Supplied data:
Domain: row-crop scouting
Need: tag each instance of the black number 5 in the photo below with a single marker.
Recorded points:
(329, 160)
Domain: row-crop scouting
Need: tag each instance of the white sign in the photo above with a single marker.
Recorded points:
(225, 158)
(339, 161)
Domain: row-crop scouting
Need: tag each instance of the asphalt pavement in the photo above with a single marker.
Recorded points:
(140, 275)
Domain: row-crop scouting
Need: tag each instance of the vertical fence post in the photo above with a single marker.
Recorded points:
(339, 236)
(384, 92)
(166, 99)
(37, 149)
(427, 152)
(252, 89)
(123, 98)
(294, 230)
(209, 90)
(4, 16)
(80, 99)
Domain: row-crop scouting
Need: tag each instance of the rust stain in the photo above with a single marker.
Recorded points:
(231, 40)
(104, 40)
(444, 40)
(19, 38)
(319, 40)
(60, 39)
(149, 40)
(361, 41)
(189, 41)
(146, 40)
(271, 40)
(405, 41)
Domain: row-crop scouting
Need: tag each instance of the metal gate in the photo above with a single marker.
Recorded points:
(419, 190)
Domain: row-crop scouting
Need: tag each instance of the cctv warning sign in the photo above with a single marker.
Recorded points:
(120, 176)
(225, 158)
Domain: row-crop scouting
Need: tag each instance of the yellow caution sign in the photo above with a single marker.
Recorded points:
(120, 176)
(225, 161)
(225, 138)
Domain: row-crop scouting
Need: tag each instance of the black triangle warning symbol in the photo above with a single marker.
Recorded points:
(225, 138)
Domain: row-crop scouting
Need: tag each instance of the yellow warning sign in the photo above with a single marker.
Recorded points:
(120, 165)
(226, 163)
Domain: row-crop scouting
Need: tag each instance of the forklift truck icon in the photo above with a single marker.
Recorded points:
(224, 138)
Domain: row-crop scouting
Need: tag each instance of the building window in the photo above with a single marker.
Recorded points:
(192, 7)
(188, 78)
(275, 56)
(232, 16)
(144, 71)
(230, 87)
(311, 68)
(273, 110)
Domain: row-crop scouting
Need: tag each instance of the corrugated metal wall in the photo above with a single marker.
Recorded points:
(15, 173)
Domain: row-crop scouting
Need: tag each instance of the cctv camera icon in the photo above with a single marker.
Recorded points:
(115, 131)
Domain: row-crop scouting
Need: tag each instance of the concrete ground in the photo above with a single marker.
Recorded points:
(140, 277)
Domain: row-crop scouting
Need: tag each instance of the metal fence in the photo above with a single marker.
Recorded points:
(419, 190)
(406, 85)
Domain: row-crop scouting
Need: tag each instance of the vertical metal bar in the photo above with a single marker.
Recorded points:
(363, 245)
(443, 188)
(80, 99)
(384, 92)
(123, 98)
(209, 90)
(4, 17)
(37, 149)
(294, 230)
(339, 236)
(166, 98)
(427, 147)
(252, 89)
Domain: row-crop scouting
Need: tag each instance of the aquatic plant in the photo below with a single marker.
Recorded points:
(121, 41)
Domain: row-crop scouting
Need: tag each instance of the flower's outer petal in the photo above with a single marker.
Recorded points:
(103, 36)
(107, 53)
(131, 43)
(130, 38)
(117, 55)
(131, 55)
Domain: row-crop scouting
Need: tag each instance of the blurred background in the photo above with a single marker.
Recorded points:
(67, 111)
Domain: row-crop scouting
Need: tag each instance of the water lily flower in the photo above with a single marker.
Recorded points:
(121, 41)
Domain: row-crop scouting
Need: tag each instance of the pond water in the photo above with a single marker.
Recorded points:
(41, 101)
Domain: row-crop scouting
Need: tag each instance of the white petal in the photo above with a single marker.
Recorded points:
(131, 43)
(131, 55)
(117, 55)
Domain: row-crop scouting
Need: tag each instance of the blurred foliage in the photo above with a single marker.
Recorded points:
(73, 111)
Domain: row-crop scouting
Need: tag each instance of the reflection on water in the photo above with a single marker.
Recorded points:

==

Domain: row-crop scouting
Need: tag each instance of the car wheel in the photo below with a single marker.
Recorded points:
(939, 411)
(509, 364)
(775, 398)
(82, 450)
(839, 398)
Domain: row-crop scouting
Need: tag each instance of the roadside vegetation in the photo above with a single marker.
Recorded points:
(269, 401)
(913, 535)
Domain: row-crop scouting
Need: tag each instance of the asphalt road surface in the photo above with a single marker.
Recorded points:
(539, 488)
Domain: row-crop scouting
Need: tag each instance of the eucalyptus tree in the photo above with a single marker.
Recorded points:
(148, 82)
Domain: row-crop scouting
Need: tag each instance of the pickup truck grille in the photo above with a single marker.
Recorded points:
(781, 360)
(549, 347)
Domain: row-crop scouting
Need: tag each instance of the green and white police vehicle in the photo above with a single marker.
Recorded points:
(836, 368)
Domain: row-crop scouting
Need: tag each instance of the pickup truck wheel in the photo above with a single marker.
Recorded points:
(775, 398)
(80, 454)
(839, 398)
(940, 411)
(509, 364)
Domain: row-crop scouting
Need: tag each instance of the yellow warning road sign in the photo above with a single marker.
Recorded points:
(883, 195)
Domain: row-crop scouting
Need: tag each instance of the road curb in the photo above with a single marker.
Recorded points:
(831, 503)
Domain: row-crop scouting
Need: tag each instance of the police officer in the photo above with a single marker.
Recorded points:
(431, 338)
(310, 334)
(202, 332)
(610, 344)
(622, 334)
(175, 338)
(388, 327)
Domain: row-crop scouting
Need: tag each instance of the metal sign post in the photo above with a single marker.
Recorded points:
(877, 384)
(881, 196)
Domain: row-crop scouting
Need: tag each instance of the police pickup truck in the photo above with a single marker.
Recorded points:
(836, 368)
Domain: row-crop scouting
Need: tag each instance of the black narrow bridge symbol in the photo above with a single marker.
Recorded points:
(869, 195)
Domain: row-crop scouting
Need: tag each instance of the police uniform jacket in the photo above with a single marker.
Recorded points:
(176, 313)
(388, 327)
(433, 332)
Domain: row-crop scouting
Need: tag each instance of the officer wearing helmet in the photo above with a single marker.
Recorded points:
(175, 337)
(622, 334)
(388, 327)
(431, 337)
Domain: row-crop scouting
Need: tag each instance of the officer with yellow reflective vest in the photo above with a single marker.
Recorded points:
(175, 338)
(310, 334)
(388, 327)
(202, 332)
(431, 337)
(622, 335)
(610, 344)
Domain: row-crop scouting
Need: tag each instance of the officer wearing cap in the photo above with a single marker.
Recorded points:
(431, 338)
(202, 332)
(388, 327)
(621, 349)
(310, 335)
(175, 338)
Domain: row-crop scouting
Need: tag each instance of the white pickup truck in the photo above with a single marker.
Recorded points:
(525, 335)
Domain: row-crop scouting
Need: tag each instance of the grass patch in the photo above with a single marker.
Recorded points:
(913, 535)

* * *

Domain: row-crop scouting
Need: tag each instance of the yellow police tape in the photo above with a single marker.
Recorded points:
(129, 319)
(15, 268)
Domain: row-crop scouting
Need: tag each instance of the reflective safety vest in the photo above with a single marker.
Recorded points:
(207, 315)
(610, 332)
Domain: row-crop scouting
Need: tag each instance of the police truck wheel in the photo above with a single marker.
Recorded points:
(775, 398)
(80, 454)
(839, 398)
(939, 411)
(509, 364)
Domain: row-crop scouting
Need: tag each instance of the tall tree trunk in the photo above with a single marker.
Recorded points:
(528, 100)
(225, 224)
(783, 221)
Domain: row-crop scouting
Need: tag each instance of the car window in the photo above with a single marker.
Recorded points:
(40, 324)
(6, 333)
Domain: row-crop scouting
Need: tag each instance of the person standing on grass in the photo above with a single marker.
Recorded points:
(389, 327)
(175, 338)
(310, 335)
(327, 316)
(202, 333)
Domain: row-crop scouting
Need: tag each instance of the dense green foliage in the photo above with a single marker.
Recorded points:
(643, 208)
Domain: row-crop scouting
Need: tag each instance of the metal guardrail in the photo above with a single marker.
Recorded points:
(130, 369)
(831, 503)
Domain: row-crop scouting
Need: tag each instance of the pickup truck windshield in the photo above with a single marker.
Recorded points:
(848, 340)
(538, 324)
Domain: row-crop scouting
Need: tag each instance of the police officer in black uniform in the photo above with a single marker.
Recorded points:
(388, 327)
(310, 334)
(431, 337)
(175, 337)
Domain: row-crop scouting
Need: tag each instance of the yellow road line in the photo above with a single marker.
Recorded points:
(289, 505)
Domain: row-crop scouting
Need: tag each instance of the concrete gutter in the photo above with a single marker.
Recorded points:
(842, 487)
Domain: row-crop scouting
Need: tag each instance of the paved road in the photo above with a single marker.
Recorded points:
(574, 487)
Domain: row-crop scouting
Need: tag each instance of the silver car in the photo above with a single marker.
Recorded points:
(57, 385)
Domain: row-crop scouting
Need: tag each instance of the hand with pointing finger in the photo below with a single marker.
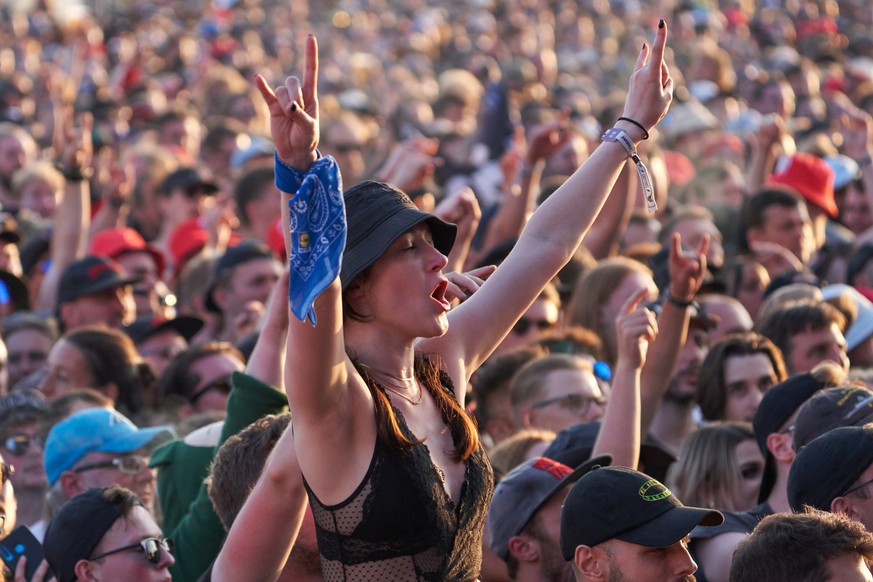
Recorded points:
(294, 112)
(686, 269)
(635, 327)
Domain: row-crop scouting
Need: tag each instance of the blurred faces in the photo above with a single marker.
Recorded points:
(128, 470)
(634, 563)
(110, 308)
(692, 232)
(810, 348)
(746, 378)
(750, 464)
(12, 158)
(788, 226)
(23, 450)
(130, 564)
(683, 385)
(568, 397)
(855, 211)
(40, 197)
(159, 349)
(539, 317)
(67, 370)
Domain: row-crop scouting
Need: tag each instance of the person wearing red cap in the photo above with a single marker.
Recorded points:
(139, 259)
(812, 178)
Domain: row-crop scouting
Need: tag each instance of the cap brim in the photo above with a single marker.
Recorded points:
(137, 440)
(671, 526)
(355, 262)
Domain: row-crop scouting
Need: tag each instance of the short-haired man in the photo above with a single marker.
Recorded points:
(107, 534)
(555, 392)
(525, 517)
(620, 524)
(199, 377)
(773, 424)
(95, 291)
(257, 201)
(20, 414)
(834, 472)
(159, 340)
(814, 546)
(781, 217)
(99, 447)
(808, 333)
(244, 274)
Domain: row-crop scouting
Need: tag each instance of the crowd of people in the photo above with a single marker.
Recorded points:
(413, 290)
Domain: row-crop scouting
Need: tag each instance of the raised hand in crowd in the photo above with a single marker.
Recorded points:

Aim of the exercise:
Gather each line from the data above that contains the word "wearing" and copy those lines out in full.

Answer for this exercise:
Need: tag each instance of the officer wearing helmet in the photo above with a single marker.
Need: tag each instance of the officer wearing cap in the photo above with a single marker.
Need: tag each instance of the person wearing red cap in the photo above with a single marker.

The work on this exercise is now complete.